THE TASK -
Quote the records below word for word, starting at the line containing "of the grassy" and ending at the line containing "column 750, row 765", with both of those lines included.

MATERIAL PROVIDED -

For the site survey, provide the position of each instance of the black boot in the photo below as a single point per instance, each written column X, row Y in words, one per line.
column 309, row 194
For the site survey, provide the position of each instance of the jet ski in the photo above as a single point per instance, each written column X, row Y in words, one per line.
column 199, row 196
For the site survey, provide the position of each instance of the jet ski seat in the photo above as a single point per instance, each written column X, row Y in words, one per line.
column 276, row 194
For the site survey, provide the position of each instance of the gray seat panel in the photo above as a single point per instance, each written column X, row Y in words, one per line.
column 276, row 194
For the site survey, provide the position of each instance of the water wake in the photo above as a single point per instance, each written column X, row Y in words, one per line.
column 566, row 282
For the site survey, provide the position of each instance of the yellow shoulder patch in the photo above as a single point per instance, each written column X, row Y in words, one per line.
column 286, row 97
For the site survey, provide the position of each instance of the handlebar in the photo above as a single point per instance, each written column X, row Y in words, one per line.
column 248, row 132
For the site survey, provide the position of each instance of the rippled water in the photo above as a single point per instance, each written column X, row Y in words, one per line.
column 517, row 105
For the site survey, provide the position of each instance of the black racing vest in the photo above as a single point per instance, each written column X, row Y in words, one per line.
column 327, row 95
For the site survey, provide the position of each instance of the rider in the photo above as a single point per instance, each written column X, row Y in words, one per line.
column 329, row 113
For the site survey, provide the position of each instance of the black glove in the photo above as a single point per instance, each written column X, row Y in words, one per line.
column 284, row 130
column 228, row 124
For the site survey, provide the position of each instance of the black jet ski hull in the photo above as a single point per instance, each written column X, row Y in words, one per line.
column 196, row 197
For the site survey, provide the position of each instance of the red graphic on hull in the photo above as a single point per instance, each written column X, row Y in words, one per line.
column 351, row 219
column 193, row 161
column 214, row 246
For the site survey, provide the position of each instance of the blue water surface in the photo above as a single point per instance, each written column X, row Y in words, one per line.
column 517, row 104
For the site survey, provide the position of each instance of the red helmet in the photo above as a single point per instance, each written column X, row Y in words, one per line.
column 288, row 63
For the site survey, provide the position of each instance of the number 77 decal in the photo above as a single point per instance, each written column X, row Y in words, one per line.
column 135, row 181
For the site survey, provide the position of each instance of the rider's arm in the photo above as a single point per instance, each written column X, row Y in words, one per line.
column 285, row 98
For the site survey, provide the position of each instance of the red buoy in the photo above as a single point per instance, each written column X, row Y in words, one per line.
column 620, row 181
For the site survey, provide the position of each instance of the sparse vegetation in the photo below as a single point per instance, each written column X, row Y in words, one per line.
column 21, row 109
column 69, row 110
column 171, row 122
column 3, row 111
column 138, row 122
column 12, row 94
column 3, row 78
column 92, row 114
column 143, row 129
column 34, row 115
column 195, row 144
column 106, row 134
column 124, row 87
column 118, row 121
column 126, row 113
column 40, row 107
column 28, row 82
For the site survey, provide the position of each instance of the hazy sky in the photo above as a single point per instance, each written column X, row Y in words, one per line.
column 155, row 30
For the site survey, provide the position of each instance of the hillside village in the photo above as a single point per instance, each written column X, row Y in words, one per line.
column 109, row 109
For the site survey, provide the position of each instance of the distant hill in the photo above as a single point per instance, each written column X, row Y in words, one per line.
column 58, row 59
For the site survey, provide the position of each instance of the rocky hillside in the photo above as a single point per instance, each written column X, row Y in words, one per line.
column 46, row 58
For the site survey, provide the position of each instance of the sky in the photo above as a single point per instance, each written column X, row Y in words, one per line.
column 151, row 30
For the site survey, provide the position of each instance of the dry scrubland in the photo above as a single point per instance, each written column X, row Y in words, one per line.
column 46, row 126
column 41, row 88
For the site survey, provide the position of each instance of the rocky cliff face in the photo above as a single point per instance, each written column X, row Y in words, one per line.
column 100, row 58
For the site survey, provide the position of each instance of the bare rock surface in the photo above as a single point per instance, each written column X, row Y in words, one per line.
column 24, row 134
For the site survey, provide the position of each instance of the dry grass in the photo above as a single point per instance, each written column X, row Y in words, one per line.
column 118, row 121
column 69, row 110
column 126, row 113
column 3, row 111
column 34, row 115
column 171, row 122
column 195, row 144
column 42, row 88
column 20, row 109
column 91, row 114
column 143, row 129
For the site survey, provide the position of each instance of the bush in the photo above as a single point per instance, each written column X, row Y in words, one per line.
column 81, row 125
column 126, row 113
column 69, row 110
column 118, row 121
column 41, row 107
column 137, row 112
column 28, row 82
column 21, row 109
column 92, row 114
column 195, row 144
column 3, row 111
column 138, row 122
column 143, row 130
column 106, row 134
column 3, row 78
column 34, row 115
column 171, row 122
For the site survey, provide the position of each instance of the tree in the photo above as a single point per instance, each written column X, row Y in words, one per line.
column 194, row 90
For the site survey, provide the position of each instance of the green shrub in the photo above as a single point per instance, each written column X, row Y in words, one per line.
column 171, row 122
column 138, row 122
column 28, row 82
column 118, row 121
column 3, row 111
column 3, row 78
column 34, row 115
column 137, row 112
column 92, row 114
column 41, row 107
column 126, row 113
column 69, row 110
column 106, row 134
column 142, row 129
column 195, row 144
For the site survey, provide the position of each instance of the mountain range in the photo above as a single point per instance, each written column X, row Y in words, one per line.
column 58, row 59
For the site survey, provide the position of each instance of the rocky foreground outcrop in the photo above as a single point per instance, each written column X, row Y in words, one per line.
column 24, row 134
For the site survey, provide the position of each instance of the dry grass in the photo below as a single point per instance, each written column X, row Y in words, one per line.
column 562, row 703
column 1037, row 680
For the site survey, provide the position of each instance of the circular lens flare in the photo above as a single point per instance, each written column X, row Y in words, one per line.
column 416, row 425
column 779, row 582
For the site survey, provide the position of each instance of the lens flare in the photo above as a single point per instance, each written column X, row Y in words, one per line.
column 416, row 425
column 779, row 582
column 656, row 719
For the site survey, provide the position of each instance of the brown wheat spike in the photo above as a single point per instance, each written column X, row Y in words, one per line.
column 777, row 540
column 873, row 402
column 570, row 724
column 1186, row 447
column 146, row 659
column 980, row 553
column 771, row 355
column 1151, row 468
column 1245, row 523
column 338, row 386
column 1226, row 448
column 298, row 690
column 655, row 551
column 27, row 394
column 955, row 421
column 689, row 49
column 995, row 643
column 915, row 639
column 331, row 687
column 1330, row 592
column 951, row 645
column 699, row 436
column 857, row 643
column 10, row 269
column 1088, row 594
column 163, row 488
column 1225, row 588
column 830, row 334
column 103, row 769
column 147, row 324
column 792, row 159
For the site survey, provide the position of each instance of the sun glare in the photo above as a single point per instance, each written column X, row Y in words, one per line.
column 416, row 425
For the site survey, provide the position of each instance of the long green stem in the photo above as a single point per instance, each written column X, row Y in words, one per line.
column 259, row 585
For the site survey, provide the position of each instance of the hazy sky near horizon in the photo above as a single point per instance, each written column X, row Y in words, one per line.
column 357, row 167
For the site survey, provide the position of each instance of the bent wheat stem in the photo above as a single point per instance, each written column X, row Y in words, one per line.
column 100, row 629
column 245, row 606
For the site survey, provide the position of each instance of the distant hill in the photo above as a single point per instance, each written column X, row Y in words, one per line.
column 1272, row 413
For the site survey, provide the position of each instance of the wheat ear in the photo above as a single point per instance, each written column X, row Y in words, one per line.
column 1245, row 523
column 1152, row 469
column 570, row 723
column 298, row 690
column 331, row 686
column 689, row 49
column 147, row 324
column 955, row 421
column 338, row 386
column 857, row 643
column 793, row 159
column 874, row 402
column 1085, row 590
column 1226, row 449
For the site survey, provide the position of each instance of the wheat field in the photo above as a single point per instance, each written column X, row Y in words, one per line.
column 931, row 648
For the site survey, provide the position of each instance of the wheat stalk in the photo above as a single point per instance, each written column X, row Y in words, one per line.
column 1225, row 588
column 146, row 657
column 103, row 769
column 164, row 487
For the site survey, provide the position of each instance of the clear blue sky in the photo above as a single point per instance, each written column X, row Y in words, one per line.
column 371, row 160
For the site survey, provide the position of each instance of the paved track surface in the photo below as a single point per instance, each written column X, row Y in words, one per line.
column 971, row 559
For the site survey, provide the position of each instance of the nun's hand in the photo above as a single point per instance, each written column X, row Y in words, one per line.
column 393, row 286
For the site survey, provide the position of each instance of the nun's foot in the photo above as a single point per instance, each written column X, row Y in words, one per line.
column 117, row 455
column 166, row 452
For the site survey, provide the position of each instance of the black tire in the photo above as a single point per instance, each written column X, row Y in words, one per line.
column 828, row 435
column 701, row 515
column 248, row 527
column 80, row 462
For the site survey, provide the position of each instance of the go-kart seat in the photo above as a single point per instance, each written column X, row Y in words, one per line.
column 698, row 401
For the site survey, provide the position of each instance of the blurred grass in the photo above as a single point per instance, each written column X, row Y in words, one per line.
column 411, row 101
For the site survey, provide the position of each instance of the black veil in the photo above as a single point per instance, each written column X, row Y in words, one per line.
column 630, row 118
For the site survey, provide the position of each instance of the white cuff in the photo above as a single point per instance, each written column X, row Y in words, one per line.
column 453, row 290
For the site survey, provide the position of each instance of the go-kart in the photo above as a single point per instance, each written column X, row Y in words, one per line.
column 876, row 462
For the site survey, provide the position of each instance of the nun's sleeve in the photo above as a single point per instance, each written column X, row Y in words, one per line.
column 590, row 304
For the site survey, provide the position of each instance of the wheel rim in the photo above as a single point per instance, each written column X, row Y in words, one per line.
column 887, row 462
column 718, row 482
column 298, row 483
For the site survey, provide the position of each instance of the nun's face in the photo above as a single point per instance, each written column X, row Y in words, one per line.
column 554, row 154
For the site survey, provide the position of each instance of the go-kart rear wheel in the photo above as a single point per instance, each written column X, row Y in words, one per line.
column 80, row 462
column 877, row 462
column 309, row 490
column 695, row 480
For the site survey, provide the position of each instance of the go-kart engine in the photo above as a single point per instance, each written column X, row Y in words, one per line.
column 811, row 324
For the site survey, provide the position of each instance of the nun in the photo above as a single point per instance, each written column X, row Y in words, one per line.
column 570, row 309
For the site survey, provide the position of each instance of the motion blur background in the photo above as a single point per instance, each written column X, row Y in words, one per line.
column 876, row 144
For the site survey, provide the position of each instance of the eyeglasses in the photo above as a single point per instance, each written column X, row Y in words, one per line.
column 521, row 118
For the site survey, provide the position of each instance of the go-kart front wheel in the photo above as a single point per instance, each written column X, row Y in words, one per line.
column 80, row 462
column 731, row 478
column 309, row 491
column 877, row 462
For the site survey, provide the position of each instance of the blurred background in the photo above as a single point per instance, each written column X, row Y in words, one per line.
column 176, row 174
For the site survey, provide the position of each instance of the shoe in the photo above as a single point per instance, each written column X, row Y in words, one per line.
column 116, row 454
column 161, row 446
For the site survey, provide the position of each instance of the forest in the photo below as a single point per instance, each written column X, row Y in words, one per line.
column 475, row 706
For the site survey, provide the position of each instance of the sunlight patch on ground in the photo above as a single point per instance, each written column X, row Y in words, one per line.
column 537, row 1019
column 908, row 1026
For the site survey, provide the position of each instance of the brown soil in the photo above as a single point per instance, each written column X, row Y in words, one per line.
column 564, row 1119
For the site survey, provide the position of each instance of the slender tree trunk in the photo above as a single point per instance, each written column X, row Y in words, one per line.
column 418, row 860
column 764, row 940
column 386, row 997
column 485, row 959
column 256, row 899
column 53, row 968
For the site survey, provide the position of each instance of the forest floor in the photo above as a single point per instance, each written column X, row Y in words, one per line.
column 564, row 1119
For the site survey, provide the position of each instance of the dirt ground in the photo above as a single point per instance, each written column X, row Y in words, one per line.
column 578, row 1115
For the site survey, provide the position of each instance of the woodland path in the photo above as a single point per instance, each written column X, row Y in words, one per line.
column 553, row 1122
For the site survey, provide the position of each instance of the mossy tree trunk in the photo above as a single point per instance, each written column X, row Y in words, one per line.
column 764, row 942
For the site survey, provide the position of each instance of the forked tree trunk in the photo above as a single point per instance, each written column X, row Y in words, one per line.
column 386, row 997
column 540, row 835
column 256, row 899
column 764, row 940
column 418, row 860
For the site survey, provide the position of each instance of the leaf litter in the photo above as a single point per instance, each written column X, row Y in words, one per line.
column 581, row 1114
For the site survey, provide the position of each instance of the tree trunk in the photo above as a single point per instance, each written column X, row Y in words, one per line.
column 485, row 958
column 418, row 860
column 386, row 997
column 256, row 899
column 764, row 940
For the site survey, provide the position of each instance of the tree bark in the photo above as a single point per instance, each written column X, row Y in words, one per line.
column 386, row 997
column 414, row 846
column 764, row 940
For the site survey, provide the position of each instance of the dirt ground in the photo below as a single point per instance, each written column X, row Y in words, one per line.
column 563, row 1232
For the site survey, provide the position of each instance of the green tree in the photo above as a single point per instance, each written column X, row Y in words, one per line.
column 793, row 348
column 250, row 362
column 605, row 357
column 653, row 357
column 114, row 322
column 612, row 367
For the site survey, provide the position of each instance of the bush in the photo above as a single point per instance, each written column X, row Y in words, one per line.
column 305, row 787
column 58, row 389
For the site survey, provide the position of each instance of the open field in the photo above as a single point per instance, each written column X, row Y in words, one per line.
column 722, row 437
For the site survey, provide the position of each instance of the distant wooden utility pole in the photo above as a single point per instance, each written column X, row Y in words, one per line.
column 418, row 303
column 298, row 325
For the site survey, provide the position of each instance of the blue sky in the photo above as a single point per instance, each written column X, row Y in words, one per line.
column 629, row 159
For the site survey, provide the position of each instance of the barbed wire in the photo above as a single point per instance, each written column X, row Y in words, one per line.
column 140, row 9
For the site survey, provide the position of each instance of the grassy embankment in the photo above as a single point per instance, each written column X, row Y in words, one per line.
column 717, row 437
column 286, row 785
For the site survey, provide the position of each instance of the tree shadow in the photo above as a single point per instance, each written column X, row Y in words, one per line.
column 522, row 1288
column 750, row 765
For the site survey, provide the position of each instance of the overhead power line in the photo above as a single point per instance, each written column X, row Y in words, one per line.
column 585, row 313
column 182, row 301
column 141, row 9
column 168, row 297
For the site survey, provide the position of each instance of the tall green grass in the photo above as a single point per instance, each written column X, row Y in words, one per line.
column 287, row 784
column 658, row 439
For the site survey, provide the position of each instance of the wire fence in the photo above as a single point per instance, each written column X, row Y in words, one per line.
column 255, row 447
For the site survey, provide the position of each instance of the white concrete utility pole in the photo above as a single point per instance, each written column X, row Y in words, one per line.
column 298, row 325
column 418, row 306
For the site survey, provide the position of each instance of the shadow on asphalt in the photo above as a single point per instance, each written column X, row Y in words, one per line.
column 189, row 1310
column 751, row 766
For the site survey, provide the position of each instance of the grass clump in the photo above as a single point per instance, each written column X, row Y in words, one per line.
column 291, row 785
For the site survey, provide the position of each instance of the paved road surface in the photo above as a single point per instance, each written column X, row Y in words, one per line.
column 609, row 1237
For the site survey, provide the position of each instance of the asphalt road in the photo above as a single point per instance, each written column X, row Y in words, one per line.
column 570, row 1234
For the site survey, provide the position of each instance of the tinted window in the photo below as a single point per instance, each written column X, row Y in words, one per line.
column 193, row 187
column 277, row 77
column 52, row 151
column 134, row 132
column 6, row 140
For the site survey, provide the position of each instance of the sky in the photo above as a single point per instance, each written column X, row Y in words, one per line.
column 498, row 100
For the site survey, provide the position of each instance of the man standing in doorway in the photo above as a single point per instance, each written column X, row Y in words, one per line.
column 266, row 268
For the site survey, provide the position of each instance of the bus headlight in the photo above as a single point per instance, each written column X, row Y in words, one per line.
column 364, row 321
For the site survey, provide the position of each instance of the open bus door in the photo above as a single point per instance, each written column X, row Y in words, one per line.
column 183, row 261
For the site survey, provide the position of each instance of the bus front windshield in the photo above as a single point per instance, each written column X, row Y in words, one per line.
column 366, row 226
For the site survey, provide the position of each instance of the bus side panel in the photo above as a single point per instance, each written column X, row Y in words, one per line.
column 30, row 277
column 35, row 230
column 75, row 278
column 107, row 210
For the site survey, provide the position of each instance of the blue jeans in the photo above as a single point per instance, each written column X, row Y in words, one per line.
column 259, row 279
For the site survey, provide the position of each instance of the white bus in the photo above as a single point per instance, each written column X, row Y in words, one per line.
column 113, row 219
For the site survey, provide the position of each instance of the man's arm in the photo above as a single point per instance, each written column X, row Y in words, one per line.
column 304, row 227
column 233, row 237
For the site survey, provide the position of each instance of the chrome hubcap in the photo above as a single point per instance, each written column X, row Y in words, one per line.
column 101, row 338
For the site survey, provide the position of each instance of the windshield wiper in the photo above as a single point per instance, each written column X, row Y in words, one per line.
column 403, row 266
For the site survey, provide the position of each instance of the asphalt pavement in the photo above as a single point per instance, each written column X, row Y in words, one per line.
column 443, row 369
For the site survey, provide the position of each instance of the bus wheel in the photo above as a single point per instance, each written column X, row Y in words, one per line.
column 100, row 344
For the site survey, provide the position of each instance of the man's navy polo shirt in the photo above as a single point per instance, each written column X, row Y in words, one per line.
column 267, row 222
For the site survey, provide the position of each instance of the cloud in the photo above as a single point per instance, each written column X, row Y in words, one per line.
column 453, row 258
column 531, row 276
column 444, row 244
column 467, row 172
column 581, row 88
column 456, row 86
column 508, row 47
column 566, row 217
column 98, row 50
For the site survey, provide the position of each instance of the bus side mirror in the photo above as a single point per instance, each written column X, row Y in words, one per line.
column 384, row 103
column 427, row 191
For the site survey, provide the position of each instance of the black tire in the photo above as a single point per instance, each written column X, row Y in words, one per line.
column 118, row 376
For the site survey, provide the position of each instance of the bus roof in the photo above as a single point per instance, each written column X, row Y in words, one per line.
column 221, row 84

THE RESULT -
For the site survey, provide the position of each instance of the grassy embankment in the photo above as a single point per instance, each written column X, row Y in words, one per line.
column 717, row 437
column 286, row 785
For the site survey, provide the position of each instance of the tree shadow in the photo above as a single point per instance, each written column X, row Y in words, one per line.
column 522, row 1288
column 750, row 765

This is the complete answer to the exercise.